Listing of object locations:
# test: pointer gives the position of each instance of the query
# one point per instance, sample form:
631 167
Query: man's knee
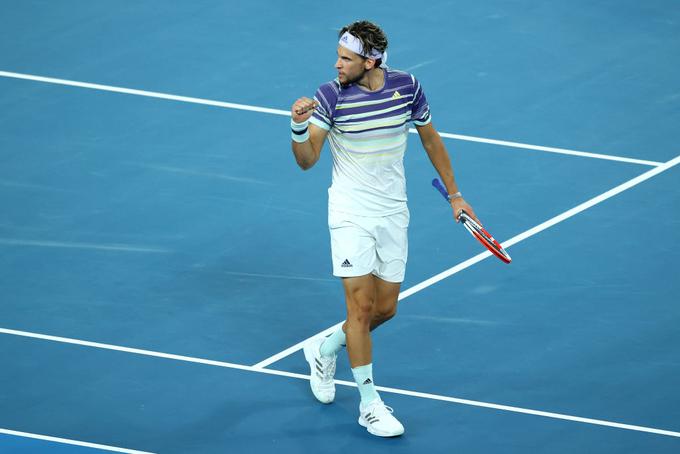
385 312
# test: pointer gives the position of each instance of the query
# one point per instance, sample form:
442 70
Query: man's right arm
307 138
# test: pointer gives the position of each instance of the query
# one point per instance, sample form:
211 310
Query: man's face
351 67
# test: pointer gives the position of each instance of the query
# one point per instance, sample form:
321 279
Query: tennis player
365 114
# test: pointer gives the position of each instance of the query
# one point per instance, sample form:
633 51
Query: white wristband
299 131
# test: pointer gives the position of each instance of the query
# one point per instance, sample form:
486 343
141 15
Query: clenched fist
303 109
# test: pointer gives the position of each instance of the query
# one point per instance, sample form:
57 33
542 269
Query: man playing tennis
364 114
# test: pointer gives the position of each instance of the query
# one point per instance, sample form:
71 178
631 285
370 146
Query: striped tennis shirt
367 133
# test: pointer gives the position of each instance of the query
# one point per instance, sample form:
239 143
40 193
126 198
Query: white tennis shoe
377 418
322 371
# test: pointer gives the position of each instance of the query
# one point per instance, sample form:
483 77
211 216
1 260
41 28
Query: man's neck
373 80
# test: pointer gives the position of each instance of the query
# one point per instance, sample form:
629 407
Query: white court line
481 256
545 414
71 442
96 246
229 105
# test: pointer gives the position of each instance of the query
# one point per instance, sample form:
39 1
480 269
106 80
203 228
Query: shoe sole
377 433
309 356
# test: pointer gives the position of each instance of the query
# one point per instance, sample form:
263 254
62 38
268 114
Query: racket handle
440 187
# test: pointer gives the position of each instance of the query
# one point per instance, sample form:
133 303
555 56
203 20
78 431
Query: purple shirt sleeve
420 109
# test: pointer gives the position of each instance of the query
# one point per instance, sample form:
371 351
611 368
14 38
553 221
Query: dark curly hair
370 35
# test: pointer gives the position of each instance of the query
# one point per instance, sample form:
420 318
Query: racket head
484 237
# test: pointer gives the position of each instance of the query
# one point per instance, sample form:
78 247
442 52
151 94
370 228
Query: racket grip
440 187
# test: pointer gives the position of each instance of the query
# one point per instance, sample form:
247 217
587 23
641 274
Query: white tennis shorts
362 245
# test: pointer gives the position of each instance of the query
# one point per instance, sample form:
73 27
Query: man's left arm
436 151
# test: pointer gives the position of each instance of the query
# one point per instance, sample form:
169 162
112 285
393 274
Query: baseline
285 113
545 414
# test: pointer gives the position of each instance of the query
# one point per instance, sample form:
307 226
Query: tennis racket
475 229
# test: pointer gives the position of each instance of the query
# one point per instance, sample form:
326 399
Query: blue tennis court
162 257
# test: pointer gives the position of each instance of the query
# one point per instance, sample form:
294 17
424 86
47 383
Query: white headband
351 42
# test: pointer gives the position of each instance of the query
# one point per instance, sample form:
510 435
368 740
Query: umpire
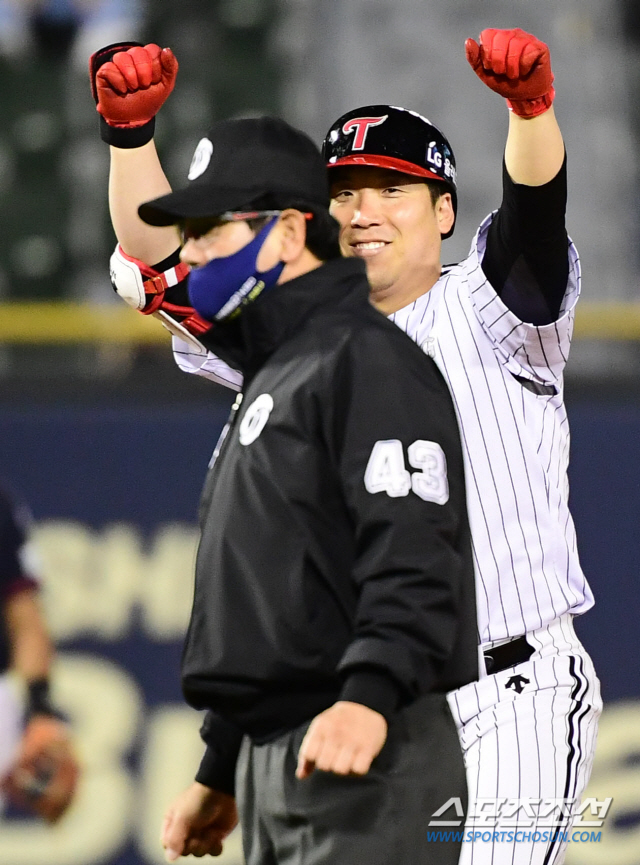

**The request**
Identify every line of the listing above that contains the string "racket", and copy each one. Case counts.

**Result for this task**
Query: racket handle
Query: racket head
Query: racket grip
Query: tennis racket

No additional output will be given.